# Work task
Which lines of the records contain the word "with"? Show each of them.

[The records Boundary: Start]

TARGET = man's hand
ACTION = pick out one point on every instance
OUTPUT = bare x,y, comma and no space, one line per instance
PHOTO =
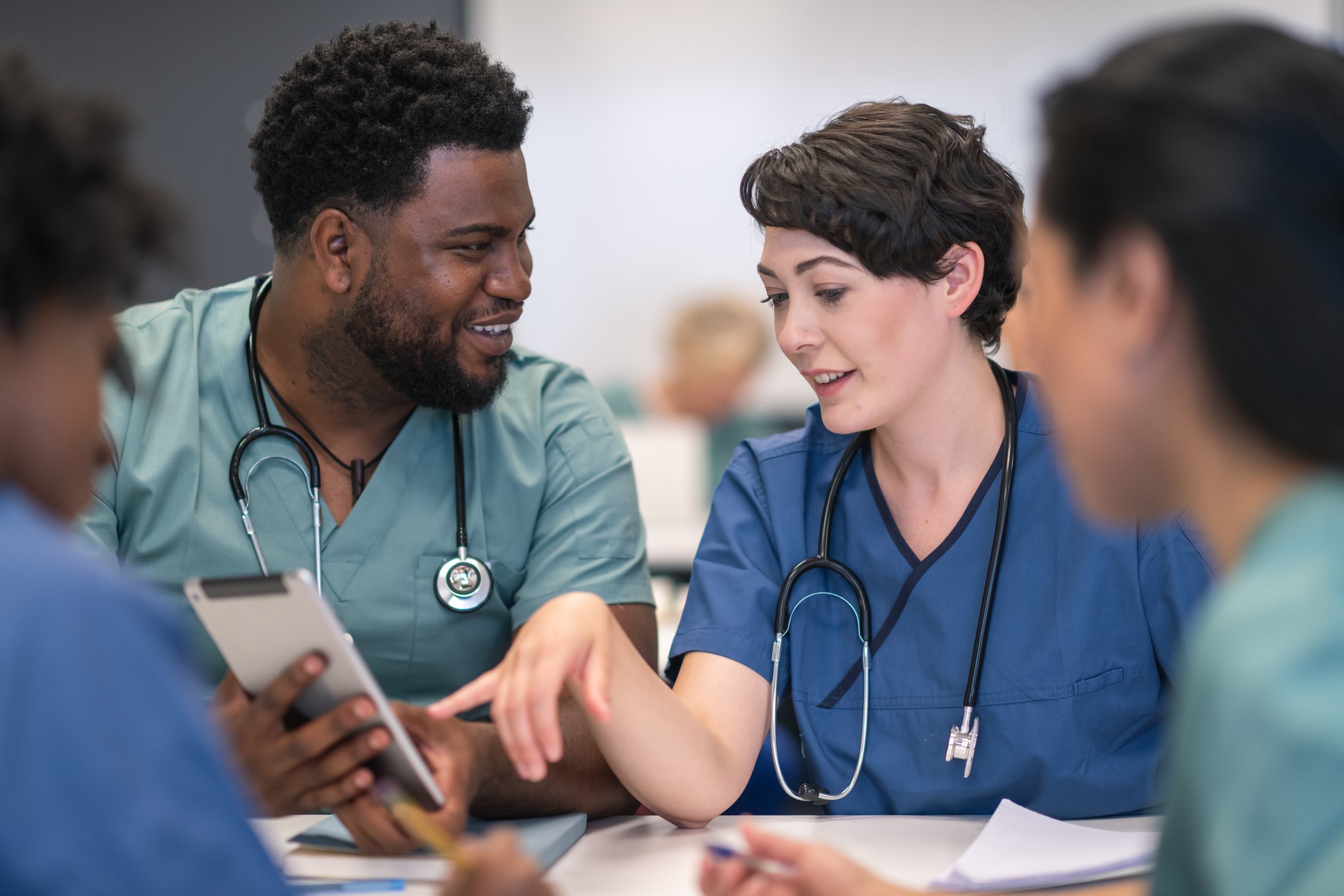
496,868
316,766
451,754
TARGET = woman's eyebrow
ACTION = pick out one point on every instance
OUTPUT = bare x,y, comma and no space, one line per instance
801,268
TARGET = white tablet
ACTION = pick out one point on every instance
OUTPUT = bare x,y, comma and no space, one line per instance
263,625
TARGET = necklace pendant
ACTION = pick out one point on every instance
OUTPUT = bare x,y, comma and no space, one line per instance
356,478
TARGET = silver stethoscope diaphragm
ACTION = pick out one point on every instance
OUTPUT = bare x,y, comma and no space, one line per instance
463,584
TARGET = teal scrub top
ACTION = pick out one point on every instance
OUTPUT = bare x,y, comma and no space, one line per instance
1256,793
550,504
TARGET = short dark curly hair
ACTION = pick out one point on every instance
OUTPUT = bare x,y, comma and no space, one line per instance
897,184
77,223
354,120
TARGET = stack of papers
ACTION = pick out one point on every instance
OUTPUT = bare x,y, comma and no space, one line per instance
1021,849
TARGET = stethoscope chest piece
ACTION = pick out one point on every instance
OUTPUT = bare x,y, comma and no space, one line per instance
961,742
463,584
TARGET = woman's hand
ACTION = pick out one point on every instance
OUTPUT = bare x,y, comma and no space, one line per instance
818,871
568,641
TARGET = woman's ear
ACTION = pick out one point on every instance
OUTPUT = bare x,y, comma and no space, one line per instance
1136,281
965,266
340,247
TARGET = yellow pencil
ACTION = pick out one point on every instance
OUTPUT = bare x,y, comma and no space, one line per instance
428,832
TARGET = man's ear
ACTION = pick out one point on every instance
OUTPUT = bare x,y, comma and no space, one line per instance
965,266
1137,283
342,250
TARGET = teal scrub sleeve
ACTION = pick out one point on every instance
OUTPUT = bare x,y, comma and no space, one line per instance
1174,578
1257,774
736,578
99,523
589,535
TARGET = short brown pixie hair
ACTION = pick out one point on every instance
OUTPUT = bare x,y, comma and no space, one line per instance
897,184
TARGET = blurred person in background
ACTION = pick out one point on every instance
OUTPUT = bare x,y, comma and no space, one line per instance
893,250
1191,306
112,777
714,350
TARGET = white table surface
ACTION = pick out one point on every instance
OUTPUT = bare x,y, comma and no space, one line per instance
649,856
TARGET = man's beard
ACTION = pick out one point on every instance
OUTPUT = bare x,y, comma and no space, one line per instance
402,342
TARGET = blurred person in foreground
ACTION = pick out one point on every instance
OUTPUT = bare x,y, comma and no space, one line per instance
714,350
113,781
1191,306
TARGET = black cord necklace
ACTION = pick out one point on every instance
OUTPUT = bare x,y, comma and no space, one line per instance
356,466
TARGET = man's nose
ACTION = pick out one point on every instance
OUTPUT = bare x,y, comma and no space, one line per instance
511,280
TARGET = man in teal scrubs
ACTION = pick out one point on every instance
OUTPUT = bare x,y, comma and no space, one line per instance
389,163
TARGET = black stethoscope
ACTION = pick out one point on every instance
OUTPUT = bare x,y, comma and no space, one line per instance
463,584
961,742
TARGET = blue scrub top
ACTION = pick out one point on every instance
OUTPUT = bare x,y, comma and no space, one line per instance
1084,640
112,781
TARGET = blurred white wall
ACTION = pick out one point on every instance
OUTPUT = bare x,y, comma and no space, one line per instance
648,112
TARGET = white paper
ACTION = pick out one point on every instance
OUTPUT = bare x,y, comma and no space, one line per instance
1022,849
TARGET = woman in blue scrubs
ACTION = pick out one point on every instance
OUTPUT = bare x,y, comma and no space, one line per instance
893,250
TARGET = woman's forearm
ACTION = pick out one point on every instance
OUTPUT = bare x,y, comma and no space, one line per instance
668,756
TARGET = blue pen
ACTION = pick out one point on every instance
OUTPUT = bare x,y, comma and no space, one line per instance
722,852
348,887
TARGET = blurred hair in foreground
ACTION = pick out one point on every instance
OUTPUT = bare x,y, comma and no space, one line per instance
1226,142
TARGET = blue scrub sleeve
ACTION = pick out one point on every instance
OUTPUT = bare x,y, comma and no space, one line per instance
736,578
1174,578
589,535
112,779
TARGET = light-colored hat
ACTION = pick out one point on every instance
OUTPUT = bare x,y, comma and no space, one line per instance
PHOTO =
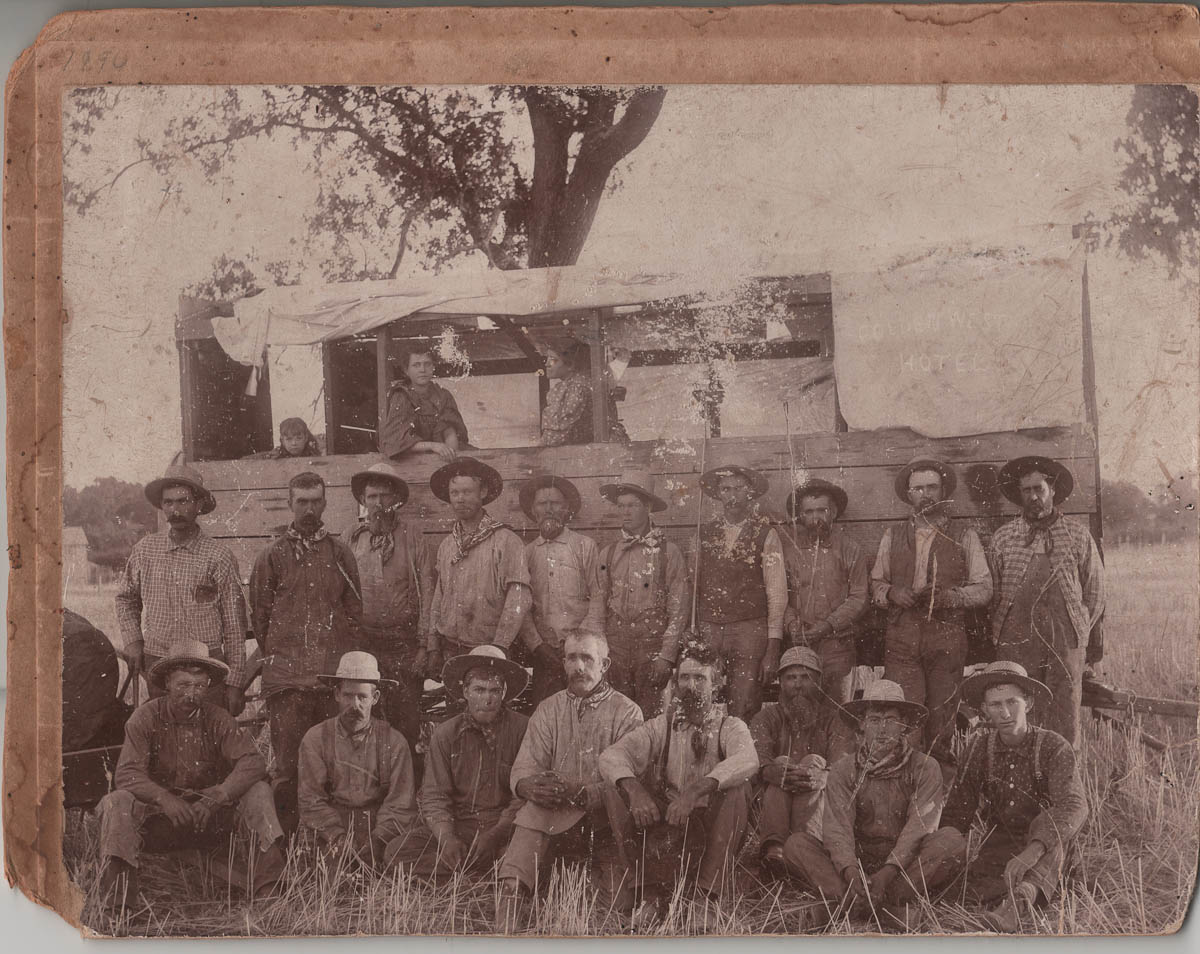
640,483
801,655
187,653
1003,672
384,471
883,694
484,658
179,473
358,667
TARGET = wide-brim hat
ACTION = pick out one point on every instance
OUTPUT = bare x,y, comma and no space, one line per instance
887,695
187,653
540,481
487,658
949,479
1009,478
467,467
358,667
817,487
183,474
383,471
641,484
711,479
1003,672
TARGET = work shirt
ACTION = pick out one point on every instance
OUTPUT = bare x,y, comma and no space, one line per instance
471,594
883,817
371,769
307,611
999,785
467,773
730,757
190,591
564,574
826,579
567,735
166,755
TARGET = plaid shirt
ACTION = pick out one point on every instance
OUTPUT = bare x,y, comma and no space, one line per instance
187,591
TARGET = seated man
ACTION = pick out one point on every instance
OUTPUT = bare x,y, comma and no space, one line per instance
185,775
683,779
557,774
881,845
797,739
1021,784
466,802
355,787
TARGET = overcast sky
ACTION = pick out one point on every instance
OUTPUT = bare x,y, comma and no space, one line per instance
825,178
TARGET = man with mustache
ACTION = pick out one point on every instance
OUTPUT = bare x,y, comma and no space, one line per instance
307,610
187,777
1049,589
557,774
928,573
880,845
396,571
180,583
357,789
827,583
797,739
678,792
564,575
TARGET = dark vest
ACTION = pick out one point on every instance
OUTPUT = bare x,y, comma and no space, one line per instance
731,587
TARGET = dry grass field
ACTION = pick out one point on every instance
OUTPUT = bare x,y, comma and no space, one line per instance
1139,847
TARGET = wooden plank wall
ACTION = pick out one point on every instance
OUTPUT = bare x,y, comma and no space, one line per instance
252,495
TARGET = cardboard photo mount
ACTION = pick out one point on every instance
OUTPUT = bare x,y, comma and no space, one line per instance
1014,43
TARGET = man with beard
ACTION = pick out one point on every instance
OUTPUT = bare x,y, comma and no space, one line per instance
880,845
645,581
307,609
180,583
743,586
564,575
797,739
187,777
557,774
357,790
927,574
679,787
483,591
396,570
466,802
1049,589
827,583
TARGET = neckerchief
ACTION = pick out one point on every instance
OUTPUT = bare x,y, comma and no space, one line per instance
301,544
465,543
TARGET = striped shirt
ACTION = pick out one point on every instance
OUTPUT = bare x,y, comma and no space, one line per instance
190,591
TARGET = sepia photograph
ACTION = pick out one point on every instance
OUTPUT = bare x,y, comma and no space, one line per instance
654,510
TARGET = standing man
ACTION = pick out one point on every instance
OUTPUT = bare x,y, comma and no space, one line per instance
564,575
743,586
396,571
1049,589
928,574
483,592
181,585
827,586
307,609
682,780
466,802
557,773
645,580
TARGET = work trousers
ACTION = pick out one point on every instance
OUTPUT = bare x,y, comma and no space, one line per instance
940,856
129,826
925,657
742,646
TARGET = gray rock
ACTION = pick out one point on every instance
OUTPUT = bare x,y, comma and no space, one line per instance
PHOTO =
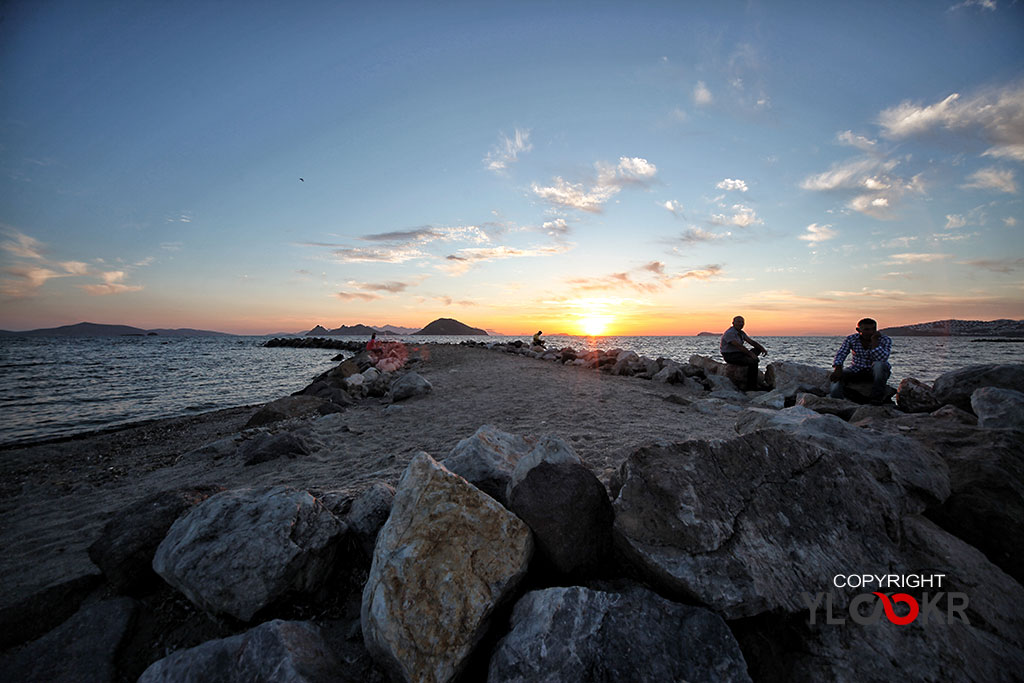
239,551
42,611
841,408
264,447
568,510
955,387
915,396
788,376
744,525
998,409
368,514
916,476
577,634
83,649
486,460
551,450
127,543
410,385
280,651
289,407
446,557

[The records Boundary: End]

# Solution to the exercise
TARGET = man with mustache
TARGET = man with beard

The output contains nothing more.